*Data shown*:
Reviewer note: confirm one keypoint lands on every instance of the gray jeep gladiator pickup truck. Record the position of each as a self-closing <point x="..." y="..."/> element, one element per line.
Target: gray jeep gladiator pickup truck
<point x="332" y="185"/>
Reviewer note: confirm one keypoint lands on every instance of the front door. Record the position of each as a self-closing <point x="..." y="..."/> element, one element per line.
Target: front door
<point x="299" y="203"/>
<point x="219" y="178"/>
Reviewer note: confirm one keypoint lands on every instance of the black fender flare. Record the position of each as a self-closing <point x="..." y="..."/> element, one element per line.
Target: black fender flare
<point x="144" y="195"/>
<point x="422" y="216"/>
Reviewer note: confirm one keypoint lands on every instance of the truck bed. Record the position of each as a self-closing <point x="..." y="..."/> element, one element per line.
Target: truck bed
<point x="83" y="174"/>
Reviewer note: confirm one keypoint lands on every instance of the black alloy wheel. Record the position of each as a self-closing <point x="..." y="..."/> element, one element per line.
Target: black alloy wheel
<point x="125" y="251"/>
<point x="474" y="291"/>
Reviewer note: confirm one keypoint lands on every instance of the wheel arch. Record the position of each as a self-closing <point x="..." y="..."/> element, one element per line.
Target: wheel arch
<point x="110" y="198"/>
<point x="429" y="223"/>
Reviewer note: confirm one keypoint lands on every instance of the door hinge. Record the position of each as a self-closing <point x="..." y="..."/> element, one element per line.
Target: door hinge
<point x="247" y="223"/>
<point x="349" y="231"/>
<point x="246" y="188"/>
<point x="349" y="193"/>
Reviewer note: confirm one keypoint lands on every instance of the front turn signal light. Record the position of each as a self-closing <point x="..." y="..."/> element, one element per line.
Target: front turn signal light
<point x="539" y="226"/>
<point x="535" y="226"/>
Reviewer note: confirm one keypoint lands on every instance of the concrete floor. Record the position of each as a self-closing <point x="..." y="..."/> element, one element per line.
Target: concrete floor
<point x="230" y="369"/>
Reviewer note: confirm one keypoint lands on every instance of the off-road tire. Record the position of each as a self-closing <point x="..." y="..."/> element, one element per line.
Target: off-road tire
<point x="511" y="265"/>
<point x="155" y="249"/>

*Required task*: Locate the line with "of the concrete" in the entries above; extract it and every line after it, verbatim.

*In response*:
Reviewer note: confirm one keypoint lands on every instance of the concrete floor. Record the position of each as a self-closing <point x="..." y="..."/> element, one element per line.
Target: concrete floor
<point x="230" y="369"/>
Reviewer note: confirm one keypoint lands on every instance of the off-road tire. Record the position of each as a self-closing <point x="..." y="..."/> element, one element per line.
Target: off-road tire
<point x="511" y="265"/>
<point x="155" y="249"/>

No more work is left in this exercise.